Collected data

start

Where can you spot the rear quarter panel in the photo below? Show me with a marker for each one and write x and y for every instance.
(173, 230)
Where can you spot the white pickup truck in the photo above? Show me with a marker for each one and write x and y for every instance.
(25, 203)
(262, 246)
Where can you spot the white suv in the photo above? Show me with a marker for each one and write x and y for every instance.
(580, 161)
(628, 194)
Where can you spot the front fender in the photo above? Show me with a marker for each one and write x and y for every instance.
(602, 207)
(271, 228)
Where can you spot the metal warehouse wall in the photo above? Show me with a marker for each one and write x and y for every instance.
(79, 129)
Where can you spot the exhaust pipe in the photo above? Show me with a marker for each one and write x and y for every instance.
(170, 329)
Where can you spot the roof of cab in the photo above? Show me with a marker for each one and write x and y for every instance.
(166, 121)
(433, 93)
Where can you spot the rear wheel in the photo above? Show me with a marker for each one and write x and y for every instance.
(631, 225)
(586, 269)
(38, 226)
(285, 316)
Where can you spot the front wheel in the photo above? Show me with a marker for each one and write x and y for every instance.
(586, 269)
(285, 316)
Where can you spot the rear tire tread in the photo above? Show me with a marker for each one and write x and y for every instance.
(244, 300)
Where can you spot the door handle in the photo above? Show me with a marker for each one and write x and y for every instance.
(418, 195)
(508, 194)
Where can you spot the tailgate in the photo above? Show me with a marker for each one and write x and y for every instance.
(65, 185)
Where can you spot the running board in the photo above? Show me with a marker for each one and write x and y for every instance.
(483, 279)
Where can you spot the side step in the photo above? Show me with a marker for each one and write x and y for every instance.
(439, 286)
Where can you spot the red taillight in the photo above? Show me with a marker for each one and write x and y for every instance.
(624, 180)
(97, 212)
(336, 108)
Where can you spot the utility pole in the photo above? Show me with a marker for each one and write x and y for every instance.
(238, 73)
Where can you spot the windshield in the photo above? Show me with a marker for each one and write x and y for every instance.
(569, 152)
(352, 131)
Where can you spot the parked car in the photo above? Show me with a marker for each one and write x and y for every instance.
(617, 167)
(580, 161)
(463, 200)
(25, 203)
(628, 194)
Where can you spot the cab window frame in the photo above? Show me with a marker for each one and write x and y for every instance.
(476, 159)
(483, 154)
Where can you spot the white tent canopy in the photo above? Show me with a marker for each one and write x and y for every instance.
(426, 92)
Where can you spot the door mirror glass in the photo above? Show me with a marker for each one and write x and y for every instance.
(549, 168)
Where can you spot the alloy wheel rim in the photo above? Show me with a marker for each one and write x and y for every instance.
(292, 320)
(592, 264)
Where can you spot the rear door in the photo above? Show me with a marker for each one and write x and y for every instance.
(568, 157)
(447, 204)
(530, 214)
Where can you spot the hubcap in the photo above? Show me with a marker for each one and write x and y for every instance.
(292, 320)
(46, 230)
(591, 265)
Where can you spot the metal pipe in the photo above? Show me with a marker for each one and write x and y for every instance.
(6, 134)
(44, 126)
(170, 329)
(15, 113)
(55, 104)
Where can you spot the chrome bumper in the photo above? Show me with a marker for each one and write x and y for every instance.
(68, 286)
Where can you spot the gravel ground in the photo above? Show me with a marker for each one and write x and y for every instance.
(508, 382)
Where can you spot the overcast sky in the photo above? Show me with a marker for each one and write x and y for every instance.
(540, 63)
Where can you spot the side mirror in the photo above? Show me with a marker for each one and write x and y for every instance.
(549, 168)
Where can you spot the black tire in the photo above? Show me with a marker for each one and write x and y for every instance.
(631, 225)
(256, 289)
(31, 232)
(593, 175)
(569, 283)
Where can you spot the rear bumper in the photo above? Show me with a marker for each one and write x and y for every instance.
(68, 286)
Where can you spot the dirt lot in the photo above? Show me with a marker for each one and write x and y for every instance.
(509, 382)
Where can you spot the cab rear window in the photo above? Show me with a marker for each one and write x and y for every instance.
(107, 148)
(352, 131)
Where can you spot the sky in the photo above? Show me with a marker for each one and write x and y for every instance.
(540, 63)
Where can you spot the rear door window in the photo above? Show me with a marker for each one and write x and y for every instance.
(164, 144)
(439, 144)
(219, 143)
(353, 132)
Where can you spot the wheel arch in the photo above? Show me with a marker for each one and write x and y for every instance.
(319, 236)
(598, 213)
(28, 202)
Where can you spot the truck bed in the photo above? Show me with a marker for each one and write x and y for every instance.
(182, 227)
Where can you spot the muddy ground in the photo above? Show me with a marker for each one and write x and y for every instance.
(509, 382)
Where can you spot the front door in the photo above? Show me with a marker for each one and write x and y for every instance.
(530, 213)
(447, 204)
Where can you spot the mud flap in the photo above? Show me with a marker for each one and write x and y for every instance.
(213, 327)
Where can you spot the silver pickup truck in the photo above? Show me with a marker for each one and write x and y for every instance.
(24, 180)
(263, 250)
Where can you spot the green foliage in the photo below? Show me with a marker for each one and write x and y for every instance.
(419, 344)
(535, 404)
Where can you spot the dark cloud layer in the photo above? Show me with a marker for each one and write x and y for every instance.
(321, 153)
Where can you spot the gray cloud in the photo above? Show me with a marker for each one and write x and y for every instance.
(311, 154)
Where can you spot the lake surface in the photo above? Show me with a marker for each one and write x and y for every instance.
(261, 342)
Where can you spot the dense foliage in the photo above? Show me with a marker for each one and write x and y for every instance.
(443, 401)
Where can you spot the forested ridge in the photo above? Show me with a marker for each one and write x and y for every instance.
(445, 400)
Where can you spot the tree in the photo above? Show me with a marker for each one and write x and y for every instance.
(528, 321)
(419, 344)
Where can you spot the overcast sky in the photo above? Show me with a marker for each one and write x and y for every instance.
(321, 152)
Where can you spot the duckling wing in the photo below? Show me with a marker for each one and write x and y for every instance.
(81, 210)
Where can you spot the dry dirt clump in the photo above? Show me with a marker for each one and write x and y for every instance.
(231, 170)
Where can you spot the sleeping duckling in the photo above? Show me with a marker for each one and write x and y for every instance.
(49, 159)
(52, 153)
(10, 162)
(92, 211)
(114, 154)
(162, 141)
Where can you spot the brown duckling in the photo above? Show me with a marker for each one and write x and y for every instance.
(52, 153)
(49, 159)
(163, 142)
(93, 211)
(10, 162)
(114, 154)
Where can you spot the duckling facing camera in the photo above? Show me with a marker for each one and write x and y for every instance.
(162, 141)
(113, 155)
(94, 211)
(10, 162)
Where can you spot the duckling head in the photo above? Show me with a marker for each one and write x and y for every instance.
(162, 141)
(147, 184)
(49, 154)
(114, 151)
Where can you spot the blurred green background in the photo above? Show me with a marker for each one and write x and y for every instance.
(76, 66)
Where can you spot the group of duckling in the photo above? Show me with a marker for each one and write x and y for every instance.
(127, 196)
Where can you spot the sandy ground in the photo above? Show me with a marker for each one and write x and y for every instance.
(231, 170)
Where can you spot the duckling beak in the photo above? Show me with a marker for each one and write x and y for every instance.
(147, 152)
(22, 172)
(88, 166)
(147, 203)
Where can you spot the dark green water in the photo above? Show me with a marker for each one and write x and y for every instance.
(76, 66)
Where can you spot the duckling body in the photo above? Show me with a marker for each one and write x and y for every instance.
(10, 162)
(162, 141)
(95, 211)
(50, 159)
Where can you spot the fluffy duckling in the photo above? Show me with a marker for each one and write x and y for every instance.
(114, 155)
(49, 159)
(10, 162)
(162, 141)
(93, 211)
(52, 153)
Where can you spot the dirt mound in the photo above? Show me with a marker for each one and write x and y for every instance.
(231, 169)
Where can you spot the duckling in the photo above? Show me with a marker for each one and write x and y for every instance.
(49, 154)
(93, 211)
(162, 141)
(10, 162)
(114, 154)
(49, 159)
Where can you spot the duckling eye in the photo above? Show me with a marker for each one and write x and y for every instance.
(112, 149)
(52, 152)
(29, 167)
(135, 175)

end
start

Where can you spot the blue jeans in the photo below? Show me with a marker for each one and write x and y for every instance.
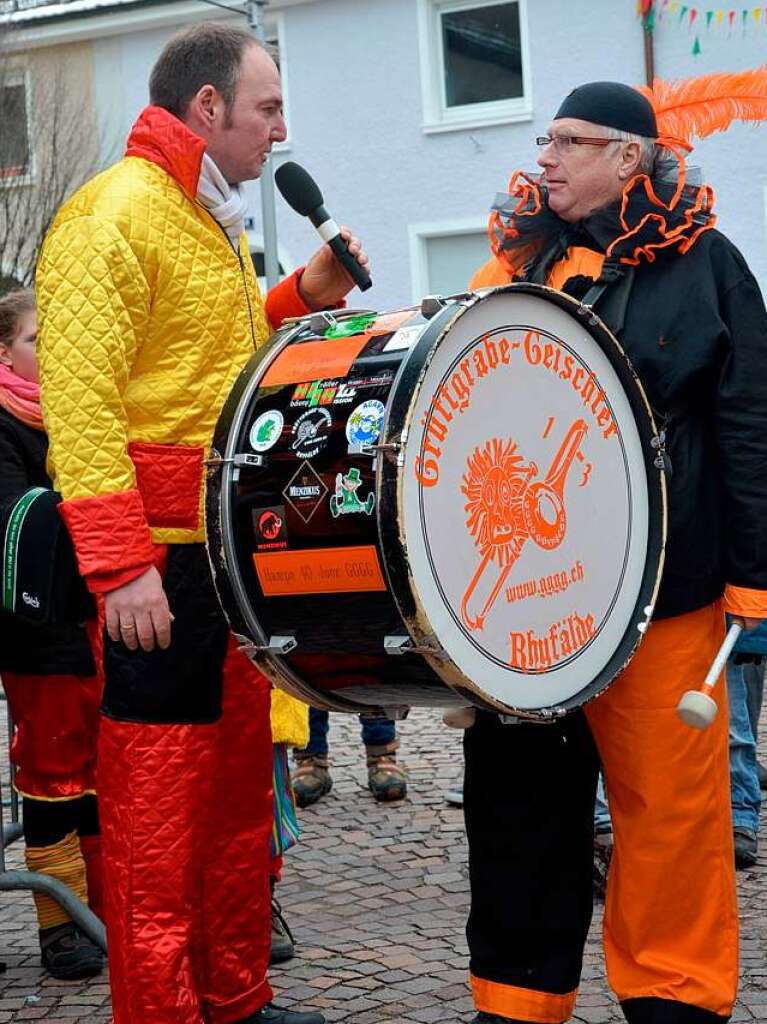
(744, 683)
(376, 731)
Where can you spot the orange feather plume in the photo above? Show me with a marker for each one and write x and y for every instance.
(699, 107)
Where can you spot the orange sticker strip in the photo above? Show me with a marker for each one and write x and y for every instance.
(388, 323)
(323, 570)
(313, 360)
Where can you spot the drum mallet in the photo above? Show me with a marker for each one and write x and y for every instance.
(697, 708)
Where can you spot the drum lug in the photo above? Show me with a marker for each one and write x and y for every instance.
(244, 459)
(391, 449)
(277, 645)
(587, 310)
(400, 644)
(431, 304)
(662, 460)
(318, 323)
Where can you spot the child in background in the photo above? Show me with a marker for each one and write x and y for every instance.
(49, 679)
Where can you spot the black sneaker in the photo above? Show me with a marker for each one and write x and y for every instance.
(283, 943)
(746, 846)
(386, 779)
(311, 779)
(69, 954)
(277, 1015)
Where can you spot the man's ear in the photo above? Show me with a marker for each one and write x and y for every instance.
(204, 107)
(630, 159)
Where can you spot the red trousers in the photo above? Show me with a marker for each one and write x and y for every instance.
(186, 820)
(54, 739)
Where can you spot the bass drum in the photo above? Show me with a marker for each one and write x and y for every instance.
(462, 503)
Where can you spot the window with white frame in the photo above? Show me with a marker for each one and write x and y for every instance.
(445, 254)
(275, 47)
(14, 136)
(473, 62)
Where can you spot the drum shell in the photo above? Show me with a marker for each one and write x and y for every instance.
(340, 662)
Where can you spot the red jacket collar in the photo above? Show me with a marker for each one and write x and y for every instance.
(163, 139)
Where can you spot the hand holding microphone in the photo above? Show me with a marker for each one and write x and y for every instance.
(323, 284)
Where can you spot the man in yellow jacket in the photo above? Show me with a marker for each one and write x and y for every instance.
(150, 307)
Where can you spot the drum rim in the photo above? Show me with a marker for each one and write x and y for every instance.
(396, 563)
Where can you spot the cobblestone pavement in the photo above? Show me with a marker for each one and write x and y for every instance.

end
start

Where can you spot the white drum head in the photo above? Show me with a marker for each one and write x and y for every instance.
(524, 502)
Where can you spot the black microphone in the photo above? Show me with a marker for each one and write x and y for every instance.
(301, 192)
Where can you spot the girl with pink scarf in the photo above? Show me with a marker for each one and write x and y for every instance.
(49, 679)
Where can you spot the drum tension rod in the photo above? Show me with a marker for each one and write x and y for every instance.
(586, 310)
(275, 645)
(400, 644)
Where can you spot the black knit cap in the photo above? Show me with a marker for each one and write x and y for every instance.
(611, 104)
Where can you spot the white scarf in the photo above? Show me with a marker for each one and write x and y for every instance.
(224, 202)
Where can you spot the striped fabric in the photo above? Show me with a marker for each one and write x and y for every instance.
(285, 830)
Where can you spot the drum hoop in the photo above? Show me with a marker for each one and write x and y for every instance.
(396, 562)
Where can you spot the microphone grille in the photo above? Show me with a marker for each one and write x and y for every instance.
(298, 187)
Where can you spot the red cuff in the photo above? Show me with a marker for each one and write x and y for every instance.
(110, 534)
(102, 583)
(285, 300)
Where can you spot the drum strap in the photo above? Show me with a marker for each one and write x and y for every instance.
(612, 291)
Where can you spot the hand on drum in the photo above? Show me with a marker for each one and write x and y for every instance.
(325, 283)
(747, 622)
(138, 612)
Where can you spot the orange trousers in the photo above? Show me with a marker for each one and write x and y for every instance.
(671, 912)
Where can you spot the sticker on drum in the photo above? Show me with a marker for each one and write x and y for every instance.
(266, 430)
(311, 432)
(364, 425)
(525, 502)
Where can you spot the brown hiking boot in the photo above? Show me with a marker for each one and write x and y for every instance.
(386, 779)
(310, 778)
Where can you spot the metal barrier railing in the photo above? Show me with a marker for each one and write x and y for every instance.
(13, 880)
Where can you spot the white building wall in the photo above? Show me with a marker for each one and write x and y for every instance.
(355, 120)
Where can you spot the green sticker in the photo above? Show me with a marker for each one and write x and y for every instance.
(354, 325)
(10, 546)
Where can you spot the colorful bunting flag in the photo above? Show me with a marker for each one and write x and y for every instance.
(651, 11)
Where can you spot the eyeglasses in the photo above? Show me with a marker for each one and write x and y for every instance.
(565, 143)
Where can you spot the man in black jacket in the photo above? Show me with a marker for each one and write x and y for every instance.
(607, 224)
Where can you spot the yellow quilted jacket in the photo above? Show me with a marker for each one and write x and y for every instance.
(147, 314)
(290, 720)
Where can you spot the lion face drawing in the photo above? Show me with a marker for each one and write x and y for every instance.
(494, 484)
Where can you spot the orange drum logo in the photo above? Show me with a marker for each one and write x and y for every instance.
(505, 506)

end

§ **To be done**:
Please find each line in the items above that contains the word "trousers" and copy those lines out, treating uppercase and lowercase as different.

§ **Full answer**:
Where can you spot the red trousers in the photo above? Show me with a marker for each one and write x and y for every instance.
Where can you spot the orange trousers in the photo above? Show me with a marker for each one and write x and y for every instance.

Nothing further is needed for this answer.